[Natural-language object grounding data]
- Opening Delimiter -

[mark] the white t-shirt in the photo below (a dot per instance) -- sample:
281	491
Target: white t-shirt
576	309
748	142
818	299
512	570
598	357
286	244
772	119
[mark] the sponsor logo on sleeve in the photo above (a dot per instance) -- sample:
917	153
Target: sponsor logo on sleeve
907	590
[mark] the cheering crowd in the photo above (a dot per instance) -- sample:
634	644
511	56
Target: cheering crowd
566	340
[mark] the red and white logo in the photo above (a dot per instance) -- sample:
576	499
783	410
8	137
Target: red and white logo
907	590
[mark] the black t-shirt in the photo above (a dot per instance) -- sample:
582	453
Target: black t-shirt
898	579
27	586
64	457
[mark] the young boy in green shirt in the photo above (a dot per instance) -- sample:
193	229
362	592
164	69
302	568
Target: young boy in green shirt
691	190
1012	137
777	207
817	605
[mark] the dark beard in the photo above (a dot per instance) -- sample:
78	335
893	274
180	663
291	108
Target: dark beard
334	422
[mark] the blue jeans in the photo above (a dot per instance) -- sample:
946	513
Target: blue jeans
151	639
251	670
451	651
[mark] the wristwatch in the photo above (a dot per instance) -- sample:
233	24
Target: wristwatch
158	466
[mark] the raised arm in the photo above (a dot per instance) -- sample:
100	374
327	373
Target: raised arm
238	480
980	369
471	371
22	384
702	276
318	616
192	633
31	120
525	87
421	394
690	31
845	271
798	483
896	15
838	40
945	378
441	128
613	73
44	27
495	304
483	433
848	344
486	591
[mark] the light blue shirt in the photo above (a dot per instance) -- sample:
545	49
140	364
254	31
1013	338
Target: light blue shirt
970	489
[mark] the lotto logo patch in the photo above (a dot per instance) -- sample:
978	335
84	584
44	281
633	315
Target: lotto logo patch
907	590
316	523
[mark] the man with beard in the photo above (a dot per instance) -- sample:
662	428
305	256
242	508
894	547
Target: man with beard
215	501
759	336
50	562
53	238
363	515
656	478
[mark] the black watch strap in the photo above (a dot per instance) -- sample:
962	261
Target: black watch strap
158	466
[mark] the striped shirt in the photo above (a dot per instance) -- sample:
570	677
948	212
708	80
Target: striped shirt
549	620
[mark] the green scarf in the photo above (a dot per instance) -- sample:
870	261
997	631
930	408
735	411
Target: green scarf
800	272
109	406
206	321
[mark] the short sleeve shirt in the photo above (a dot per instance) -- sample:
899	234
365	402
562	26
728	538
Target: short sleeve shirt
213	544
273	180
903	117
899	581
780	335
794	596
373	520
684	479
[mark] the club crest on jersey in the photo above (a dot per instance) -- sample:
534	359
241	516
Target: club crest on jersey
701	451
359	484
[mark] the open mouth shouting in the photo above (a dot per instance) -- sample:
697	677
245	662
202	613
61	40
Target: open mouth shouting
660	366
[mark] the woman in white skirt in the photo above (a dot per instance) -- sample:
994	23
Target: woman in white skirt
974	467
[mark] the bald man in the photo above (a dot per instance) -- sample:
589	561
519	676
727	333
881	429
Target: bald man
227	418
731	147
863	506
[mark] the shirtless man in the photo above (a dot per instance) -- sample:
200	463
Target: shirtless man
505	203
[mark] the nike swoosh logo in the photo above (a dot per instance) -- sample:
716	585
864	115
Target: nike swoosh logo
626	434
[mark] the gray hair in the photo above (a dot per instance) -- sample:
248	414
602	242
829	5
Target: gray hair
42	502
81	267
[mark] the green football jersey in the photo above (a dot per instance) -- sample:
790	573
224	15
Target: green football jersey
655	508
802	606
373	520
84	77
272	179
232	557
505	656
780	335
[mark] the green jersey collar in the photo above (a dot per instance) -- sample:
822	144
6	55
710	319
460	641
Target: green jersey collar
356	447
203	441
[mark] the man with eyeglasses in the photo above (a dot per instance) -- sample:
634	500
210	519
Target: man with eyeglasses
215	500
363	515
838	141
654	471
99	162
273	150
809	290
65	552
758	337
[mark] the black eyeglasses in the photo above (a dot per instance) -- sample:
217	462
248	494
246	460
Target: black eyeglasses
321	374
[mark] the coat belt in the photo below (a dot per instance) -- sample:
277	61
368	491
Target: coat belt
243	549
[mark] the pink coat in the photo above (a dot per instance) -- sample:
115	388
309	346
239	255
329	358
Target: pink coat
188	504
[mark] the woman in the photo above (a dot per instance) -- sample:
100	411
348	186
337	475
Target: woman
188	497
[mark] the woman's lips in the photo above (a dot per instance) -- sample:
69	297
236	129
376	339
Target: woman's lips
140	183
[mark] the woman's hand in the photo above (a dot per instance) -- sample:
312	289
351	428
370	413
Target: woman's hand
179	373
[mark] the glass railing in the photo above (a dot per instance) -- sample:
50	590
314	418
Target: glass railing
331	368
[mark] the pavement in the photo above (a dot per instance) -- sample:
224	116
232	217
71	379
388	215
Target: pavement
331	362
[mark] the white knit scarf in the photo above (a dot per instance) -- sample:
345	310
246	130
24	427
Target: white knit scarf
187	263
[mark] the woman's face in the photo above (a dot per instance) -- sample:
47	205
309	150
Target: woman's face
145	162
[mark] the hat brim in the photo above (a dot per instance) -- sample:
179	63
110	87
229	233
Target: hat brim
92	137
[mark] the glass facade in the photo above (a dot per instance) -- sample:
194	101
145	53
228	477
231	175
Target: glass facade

- Closing Delimiter -

### Work required
Each entry in the data must be copied exactly.

### Reply to the task
[mark] the white t-shirt in the photo below (a dot per instance) -- sample:
281	491
Target: white t-shirt
576	309
748	142
818	299
512	570
598	357
286	244
772	119
[mark] the sponsor logo on sleeve in the photo above (a dot per instance) -- sample:
917	153
Target: sponsor logo on sleeve
907	590
[mark] the cheering crowd in the photo above (a dot per instance) -- sample:
634	644
511	56
Target: cheering crowd
566	340
[mark] the red and white logo in the photo above (a dot per instance) -- sample:
576	499
783	410
8	137
Target: red and white logo
907	590
[mark] the black t-shirt in the photo above (a dot per instance) -- sample:
582	453
Target: black t-shirt
898	579
27	586
64	457
[mark] the young boy in green shirt in the photo above (a dot per instance) -- sample:
193	229
362	592
164	69
302	568
Target: young boy in green shirt
691	190
1012	137
777	207
817	605
[mark] the dark beard in the photo above (a dot per instance) -- sample:
78	335
893	274
180	663
291	108
Target: dark beard
334	422
[mark] the blue jeans in the photo above (a dot per instance) -- sample:
946	513
Target: blue jeans
151	639
251	670
451	651
[mark] the wristwatch in the photo above (a dot per instance) -- sample:
233	24
Target: wristwatch
158	466
[mark] the raised arm in the photo above (a dot per instance) -- sample:
100	374
327	373
Target: raised arm
238	480
980	369
471	371
22	384
702	276
318	616
192	633
31	120
525	87
421	394
690	31
845	271
798	483
896	15
838	40
945	378
441	128
613	73
44	27
495	304
483	433
848	344
486	591
[mark] the light blue shirt in the photo above (a dot per instance) -- sample:
545	49
140	364
254	31
1013	338
Target: light blue shirt
970	489
[mark] the lotto logo patch in the photo above (a dot per instance) -- sample:
978	335
84	584
44	281
633	315
Target: lotto logo patch
907	590
316	523
[mark] the man with beard in the photo above (a dot per instance) -- sample:
662	428
305	256
242	508
894	547
Target: man with beard
215	501
759	336
50	562
53	238
363	515
656	478
[mark] the black watch strap in the photo above (a dot per instance) -- sample:
962	261
Target: black watch strap
158	466
[mark] the striped shirt in the photo above (a dot per instance) -- sample:
570	677
948	212
708	80
Target: striped shirt
549	620
[mark] the green scarf in the photo above (a dot per instance) -- sample:
870	261
997	631
930	408
735	411
Target: green scarf
800	272
109	406
206	321
[mark] the short sleeve shirt in the photo above (a dot per instance) -- sample:
899	234
365	402
562	26
728	538
Target: short sleeve shirt
213	544
273	180
903	117
899	581
780	335
794	596
373	520
684	479
[mark] the club crest on jersey in the photo above (a dot per instance) -- sample:
534	359
241	516
Target: club crest on jersey
701	451
359	484
[mark] the open mouth shouting in the photo above (a dot per instance) -- sample:
697	677
245	662
202	613
61	40
Target: open mouth shouting
660	366
[mark] the woman in white skirt in the photo above (a dot per instance) -- sample:
994	23
Target: woman in white skirt
974	467
[mark] the bald man in the photo above (a dot per instance) -- sample:
589	561
519	676
727	333
881	429
Target: bald man
227	418
731	147
863	506
[mark] the shirtless man in the photo above (a dot per instance) -- sample:
200	463
Target: shirtless man
505	203
[mark] the nike swoosh logo in the photo above (a dot per instance) -- sample:
716	585
864	115
Target: nike swoosh logo
626	434
[mark] the gray hair in the photo above (a dot per instance) -- sample:
248	414
602	242
829	5
Target: gray hair
42	502
81	267
[mark] the green football jersey in the photo above (a dot per instance) -- sample:
790	573
224	15
Target: green football jersey
655	508
802	606
373	520
84	77
272	179
232	557
505	656
780	335
[mark] the green jersey collar in the photo above (a dot per instance) -- sample:
822	144
6	55
710	319
460	641
Target: green jersey collar
356	447
203	441
[mark] the man with eyeglasses in the photo above (a dot per instance) -- sample:
634	500
210	519
Target: man with eyeglasses
215	500
363	515
838	141
654	471
99	162
273	150
809	290
65	552
758	337
[mark] the black eyeglasses in the photo above (a dot per instance) -- sample:
217	462
248	494
246	460
Target: black eyeglasses
321	374
[mark] the coat belt in the photo below (a dot per instance) -- sample:
277	61
368	491
Target: coat belt
243	549
[mark] the pink coat in the photo above (a dot per instance) -- sample:
115	388
309	346
239	255
329	358
Target: pink coat
188	504
[mark] the woman in the photo above (a dot per instance) -- sample:
100	411
348	186
337	475
Target: woman
188	497
[mark] the woman's lips in the photo above (a dot per instance) -- sample:
69	297
236	129
376	339
Target: woman's lips
140	183
[mark] the woman's hand in the photo above (a dot per instance) -- sample:
312	289
351	428
370	413
Target: woman's hand
179	373
[mark] the glass railing in the photo above (a dot per instance) -- sample:
50	590
314	418
Target: glass railing
331	368
[mark] the pavement in the photo above (a dot per instance) -- sample:
224	116
232	217
71	379
388	215
Target: pavement
331	362
[mark] the white knit scarf in the photo above (a dot per instance) -- sample:
345	310
246	130
24	427
Target: white knit scarf
187	263
[mark] the woman's face in the photo above (a dot per instance) -- sample:
47	205
309	150
Target: woman's face
145	162
[mark] the hat brim in the photo above (a dot per instance) -- sample:
179	63
110	87
229	233
Target: hat brim
92	137
[mark] the glass facade in the photo above (a dot per instance) -- sample:
194	101
145	53
228	477
231	175
Target: glass facade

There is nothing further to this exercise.